What you need to do
Continue the news article about Gov. Inslee extending Washington's stay-at-home order, starting after its last sentence.

Page text
OLYMPIA, WA — Gov. Jay Inslee on Wednesday confirmed Washington's stay-at-home order would continue beyond May 4, keeping strict social distancing measures in place across the state.
The governor's "Stay Home, Stay Healthy" initiative first went into effect on March 23 and was set to expire next week, after an earlier extension. Inslee's decision follows similar moves by leaders in other states, including Nevada, Oregon and in California's Bay Area.
Noting that Wednesday marked 100 days since the first known U.S. case of the new coronavirus was confirmed in the state, the governor thanked Washingtonians for their commitment to public health, despite an upheaval to daily life.
"I know this recovery has seemed long, but if we can avoid having to reinstate these restrictions, we know this very simply: the quickest way to reopen our economy is to get this job done," Inslee said. "We do not want to go through this pain again."
Inslee did not provide a date for when his updated order would end, saying more details on a phased-in approach for reopening would be shared Friday.
"The fundamental principle we're following is let's just do this once and get it over with," Inslee said. "I think it is much better to be disciplined now with this approach, rather than have erratic steps at a later date. I think one way to look at it is it's much better to do something 100% one time than have the sacrifice of 90% twice."
During a news conference at the Capitol Wednesday, the governor shared several data points his office considers when determining when it is appropriate to relax certain measures. The state also launched a new dashboard, allowing the public to track progress in each category via Washington's coronavirus website.
"There is no one number that any of us can hang our hats on to make a decision," Inslee said.
Inslee was joined remotely by the director of the state's COVID-19 response, the state health officer and a top official from the Washington State Emergency Operations Center.
While some metrics have shown good progress, the governor said, other areas still require considerable improvement, including Washington's lack of available testing kits. Inslee said the state needs to get its daily testing ability at or above 20,000. The state has that capacity, according to the governor, but limited testing swabs caps the state's daily testing closer to 4,600.

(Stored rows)

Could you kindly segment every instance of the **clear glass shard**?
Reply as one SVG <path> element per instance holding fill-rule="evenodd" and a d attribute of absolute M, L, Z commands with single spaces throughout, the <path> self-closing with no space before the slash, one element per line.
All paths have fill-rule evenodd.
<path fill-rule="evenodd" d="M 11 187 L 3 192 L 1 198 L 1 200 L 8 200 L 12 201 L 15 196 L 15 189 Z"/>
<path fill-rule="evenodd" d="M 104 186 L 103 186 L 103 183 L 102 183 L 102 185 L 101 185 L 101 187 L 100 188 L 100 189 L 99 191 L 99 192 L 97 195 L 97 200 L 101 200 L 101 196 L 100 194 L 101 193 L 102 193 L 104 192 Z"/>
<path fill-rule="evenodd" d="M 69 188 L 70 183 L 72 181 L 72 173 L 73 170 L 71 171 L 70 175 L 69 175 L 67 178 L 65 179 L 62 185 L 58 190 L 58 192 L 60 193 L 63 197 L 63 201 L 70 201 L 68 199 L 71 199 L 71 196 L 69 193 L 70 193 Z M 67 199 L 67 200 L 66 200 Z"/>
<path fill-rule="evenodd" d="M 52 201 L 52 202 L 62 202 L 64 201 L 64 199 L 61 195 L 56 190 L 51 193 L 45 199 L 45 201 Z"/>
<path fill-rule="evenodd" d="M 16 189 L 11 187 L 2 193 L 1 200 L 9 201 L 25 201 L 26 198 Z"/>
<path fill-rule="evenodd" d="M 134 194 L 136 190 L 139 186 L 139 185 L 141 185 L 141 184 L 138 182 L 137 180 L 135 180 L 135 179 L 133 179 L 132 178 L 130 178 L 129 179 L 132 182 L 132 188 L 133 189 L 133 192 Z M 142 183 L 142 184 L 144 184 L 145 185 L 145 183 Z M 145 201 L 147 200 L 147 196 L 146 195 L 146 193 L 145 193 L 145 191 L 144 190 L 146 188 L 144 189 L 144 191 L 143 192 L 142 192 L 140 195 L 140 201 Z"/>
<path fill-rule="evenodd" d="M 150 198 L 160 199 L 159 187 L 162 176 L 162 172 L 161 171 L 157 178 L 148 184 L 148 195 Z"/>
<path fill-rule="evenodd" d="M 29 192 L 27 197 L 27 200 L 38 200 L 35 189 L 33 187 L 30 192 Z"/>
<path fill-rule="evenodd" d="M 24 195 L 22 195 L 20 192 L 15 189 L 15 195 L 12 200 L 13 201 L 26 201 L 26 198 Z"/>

Answer for this exercise
Inslee said the federal government has committed to ship enough kits to quadruple Washington's testing, within the next week or two.
The disease's effective reproductive rate — a measure of how many people are infected by an ill person — has fallen to around one in King County, which plays heavily into the state's calculations.
However, the governor cautioned that recent modeling shows the virus will "come roaring back," should all measures be lifted too early.
"We need to see continued improvement," Inslee said. "I don't think we can become inured to death. We see numbers, but each one of these numbers is a person. If we stop our efforts today, we're going to see a lot more people die in the state of Washington, in the not so distant future."
Another pillar of Washington's recovery plan is a large contact-tracing team, which will quickly respond to potentially infected patients, isolate them, order tests and track down others who may have been exposed to the virus.
The governor said the team is expected to have 1,500 members by May 11, including 700 from the Washington National Guard.
Inslee recently announced relaxed rules for certain construction projects, and allowed for a limited return of outdoor recreation in the state, beginning May 5. On Wednesday, the governor said hospitals could soon resume certain non-urgent surgeries.